(Records contained in a dataset)
[Start of Attachment]

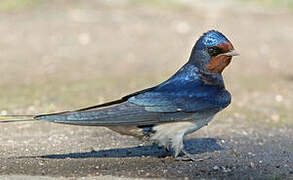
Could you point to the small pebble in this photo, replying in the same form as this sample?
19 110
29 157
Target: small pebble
216 168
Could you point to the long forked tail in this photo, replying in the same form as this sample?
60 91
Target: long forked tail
16 118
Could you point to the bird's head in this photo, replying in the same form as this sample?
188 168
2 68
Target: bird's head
212 52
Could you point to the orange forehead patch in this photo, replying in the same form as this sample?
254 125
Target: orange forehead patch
226 46
217 64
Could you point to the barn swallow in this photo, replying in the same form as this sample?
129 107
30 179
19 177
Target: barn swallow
167 112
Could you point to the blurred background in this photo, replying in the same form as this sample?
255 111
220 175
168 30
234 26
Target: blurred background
64 54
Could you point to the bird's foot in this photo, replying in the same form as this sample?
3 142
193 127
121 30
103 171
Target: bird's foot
189 157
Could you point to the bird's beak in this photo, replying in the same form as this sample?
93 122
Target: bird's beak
232 53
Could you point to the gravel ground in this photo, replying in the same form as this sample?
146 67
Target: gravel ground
70 54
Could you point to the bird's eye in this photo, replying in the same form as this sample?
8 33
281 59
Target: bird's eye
214 51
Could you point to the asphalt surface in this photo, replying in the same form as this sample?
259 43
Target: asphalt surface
66 55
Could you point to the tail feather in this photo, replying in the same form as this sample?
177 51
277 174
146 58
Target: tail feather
16 118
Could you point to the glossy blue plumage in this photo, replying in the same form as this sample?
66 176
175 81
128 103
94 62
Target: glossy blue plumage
191 91
186 91
210 39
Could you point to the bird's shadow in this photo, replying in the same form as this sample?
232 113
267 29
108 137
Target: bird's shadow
193 146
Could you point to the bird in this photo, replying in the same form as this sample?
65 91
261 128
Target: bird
165 113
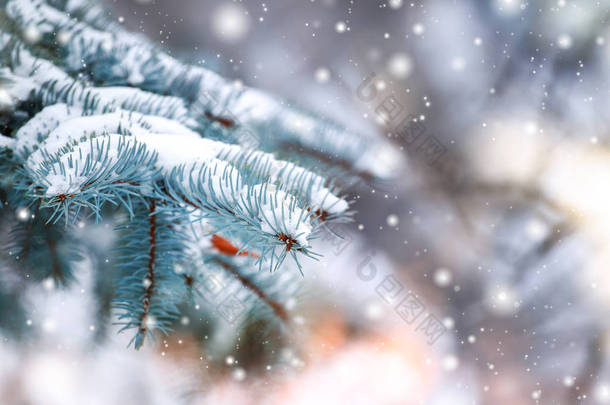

[End of Attachment]

▶ EXERCISE OBJECTIVE:
The lines from the one containing "Target: bird's shadow" through the end of the data above are to be copied exactly, both ends included, and pictures are to be omitted.

▶ SOLVED EXERCISE:
Target: bird's shadow
193 146
Could you point to the bird in this photo, replying in the same form as this sample?
65 91
261 128
Target: bird
165 113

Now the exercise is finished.